Return every line in the listing below that contains the string "person".

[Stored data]
____________________

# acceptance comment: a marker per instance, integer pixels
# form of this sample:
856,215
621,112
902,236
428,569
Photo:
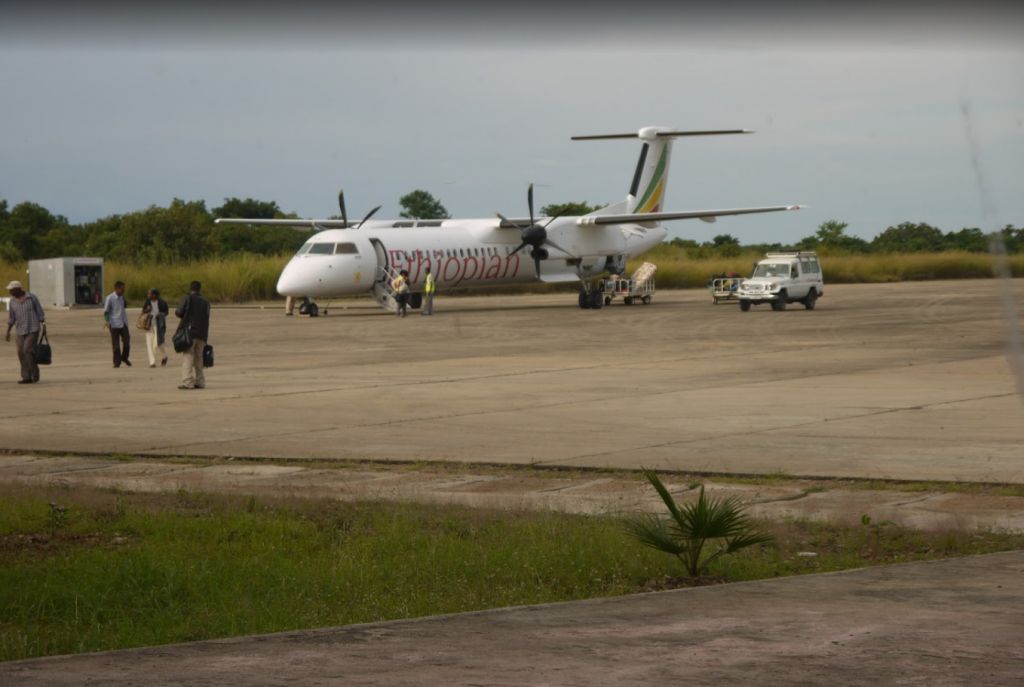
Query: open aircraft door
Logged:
382,283
383,266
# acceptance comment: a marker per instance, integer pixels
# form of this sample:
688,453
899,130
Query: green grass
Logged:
118,569
247,277
676,270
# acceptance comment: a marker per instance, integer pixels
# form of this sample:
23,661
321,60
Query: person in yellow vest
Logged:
428,295
400,287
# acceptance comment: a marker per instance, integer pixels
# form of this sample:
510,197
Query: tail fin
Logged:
647,189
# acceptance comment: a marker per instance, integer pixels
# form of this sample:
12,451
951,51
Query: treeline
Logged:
830,239
185,231
180,232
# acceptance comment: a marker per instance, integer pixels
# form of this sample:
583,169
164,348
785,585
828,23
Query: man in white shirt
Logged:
117,323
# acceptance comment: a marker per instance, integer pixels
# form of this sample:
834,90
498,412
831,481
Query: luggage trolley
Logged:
724,288
640,287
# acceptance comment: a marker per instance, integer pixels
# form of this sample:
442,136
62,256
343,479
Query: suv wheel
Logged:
812,298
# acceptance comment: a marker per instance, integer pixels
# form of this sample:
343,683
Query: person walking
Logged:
194,311
400,287
429,287
26,316
157,308
117,321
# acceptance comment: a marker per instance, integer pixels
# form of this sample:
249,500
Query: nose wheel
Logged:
309,308
591,298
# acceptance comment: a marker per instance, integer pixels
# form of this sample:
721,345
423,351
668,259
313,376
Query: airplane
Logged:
347,257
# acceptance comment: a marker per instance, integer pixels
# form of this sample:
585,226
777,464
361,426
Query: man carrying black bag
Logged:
195,314
27,318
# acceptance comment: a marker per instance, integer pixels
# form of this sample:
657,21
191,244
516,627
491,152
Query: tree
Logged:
909,238
249,208
696,533
571,209
972,240
832,237
23,229
421,205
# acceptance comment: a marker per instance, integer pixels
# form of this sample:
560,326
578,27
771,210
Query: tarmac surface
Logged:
906,381
900,381
944,623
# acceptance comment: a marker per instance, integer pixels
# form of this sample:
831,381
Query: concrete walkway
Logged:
946,623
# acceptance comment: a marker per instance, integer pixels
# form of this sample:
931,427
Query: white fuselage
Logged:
461,253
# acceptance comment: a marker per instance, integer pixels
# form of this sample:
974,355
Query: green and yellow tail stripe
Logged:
651,199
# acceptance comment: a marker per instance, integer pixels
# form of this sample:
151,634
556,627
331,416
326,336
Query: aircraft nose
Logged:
290,282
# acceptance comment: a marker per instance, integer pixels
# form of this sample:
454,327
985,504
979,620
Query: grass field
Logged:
116,569
247,277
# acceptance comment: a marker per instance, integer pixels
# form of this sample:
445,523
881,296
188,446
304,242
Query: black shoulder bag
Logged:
182,337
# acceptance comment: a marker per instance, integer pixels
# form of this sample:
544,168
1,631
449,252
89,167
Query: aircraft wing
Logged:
297,224
653,217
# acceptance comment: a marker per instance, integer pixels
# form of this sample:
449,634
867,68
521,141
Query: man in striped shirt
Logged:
27,318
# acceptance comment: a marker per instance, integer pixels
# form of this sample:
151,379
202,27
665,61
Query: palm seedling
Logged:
696,533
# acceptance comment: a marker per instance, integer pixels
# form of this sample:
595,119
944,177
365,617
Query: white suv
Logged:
781,278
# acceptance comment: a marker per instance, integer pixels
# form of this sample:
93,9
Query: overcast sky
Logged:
871,118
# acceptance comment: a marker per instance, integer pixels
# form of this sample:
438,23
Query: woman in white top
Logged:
157,308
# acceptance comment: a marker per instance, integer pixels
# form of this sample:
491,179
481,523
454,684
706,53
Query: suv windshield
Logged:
772,269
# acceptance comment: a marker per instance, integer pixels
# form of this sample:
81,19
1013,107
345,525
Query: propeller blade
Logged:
554,245
557,215
529,200
506,219
369,215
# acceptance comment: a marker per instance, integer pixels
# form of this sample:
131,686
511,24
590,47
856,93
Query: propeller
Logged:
535,235
344,214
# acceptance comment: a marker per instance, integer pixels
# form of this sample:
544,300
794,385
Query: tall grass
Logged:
247,277
104,569
243,277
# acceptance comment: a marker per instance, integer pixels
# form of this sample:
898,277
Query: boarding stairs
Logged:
383,293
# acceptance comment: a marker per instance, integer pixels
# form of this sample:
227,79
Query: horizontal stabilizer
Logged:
297,224
654,217
663,134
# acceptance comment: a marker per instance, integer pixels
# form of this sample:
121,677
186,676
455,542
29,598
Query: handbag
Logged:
42,351
182,338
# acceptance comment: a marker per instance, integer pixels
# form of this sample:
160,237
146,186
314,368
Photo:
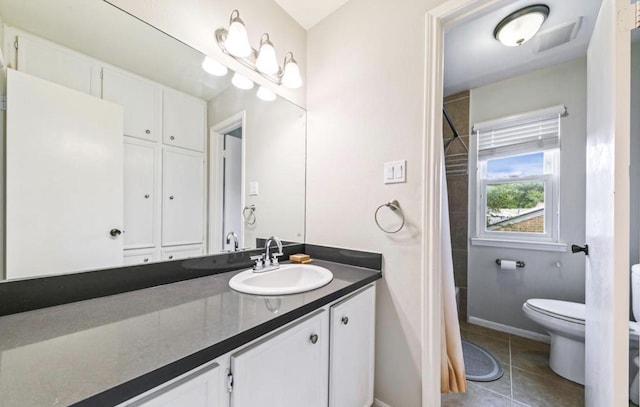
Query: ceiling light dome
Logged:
520,26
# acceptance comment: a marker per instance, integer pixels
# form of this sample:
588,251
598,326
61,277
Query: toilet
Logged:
564,321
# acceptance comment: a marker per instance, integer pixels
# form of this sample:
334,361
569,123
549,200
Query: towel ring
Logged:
250,217
394,206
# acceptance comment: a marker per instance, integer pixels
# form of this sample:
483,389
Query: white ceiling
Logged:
473,57
310,12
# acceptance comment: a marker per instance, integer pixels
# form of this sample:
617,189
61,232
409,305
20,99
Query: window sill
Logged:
519,244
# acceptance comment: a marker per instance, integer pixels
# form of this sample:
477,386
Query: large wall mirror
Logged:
120,149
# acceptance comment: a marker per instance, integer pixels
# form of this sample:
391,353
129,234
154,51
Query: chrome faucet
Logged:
232,235
267,261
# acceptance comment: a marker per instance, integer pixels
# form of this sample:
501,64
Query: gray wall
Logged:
495,295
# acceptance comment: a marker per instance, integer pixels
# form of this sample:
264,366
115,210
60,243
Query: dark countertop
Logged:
106,350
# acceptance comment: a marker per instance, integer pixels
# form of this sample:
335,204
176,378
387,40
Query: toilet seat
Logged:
565,310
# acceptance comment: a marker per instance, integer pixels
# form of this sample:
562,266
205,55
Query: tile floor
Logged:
527,379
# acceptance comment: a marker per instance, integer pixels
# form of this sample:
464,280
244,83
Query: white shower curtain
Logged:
452,375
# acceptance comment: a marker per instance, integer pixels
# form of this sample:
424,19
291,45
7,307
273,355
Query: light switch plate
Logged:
253,188
395,172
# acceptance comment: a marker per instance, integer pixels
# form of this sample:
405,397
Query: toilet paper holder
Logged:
519,263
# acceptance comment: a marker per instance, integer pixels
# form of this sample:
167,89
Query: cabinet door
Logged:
182,197
288,369
184,120
136,257
203,388
140,100
179,253
141,166
352,351
54,63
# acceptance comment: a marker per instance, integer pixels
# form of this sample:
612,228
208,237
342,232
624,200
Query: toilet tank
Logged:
635,291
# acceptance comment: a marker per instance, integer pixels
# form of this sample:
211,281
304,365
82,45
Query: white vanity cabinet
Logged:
141,193
288,369
183,120
182,197
352,350
202,387
140,99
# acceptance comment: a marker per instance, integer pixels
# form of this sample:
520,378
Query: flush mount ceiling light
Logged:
213,67
241,82
234,42
520,26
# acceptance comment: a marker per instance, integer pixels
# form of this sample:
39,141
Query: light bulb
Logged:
237,42
265,94
266,61
241,82
291,76
213,67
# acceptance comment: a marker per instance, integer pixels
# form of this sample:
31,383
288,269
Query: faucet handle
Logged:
259,259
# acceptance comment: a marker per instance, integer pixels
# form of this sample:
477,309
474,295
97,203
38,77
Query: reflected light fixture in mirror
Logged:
214,68
241,82
262,61
267,62
237,42
291,76
265,94
520,26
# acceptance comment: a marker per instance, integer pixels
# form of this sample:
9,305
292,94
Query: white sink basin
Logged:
288,279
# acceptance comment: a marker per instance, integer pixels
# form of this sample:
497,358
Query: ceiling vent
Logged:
556,36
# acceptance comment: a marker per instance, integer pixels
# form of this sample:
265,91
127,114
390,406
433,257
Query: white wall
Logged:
365,102
497,295
274,137
194,22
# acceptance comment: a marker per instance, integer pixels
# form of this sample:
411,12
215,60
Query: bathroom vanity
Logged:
198,343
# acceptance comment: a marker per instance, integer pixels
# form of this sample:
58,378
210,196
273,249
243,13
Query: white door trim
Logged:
436,20
215,171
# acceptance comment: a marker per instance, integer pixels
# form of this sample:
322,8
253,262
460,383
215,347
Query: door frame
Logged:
216,173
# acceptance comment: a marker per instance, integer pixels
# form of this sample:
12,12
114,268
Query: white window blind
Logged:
525,133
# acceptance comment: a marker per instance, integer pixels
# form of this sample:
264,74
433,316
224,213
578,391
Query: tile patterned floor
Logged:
527,380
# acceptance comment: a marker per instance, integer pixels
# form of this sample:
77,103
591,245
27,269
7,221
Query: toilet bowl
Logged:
564,321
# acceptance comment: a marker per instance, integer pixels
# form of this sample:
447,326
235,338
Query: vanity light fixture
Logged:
520,26
241,82
267,62
263,61
265,94
291,76
213,67
237,41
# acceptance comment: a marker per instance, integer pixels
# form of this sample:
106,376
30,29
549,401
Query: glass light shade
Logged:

____________________

Result –
Query: person in yellow vest
Query: person walking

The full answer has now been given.